Return the data below exactly, stopping after the line with "I would be grateful for your help identifying the blue".

========

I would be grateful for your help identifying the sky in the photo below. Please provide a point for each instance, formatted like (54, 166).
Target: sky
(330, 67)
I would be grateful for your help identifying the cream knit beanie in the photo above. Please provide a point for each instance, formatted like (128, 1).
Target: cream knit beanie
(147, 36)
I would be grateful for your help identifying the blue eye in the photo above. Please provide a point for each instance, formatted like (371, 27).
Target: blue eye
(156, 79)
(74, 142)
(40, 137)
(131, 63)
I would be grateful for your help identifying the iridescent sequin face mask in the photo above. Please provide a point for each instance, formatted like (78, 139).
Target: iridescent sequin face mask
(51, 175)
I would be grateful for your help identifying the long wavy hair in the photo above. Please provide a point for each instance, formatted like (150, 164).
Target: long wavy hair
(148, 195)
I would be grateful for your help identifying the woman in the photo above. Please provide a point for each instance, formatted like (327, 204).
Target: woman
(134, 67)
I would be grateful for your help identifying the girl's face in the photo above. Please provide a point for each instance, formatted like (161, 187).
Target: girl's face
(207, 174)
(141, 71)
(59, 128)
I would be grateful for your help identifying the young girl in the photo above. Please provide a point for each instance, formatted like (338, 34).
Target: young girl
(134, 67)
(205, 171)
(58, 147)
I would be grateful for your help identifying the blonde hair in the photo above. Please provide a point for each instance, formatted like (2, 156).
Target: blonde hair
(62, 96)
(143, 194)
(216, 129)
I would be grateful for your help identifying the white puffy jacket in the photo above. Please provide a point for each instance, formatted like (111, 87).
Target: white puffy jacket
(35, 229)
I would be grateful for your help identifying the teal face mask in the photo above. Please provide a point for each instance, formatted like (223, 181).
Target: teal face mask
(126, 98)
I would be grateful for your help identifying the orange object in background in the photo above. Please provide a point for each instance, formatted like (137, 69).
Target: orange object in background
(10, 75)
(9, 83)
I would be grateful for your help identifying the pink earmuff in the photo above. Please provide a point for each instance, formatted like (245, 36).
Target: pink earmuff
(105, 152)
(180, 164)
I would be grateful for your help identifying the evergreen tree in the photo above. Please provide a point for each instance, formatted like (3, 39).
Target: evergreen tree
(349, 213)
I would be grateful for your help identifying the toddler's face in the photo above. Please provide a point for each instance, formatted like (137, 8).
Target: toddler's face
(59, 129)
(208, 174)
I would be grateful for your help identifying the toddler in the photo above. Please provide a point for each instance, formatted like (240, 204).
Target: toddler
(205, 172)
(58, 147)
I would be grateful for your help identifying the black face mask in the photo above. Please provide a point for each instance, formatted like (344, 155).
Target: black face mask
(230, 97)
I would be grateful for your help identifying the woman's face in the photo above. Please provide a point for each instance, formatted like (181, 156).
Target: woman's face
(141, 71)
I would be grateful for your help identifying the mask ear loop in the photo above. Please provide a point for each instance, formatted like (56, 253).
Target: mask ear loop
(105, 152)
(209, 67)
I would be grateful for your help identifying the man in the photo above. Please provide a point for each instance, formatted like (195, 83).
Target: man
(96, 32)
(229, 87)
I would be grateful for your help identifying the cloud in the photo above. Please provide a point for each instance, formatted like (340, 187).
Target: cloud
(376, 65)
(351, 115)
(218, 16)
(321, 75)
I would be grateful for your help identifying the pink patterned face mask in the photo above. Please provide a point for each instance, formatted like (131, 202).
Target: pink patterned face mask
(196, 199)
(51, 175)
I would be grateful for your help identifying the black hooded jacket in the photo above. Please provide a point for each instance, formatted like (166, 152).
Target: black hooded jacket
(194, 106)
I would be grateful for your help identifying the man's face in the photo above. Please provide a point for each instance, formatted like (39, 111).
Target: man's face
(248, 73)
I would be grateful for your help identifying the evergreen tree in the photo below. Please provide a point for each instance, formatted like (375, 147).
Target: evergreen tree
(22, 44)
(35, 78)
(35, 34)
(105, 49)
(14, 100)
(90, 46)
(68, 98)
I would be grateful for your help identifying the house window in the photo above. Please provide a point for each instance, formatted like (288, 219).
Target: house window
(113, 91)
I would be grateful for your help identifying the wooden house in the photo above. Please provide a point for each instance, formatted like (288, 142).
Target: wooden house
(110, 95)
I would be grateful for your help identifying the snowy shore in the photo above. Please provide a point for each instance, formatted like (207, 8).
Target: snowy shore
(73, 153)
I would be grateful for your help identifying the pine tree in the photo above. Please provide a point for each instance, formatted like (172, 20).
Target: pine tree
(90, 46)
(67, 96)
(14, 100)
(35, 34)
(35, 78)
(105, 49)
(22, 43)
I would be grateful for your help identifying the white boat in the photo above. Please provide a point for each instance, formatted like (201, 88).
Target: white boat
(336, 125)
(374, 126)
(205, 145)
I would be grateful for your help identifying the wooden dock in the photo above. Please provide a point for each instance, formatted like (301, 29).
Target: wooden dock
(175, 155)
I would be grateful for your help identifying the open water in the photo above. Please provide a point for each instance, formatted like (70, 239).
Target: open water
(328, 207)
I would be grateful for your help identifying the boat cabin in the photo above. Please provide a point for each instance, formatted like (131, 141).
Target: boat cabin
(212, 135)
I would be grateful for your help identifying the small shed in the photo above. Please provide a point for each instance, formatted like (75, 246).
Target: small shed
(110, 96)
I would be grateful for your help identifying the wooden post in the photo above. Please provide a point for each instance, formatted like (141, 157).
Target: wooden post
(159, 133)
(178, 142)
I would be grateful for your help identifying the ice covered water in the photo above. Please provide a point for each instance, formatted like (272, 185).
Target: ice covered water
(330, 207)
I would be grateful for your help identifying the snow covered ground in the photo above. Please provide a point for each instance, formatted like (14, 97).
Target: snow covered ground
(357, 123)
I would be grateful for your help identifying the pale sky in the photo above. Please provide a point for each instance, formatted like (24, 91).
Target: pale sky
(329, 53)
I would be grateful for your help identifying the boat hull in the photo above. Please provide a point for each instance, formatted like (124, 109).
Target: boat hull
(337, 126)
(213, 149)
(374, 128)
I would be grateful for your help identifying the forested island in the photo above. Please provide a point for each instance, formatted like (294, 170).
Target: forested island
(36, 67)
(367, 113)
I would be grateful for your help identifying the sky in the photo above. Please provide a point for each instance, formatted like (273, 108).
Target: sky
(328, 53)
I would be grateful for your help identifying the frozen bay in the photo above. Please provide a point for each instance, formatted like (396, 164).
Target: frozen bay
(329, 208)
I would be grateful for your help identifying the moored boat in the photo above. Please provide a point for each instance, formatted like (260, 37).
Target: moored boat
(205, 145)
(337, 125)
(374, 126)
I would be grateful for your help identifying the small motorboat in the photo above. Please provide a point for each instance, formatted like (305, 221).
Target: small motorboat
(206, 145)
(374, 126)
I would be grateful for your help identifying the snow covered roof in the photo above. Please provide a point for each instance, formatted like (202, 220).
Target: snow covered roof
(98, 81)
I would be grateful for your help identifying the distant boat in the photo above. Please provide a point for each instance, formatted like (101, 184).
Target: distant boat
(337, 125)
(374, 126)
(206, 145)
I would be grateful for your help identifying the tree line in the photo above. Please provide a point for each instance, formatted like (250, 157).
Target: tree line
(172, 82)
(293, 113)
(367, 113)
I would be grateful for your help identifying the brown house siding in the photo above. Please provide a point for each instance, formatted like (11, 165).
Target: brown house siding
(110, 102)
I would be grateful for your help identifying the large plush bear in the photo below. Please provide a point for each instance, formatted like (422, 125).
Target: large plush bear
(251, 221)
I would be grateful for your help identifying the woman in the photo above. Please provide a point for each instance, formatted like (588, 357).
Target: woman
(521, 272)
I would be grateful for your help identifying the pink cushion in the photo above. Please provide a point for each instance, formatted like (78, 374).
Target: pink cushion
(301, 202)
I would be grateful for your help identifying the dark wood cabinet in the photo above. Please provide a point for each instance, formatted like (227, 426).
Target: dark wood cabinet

========

**Written solution:**
I would be grateful for your help identifying the sky in the photo below. Please provide a point for each instance, formatted like (54, 166).
Target: sky
(330, 67)
I would be grateful for your help identifying the cream knit beanie in the photo above. Please provide a point for each instance, formatted like (128, 1).
Target: cream knit beanie
(147, 36)
I would be grateful for your help identifying the blue eye in the photo above. Please provide a point for each instance, formatted like (371, 27).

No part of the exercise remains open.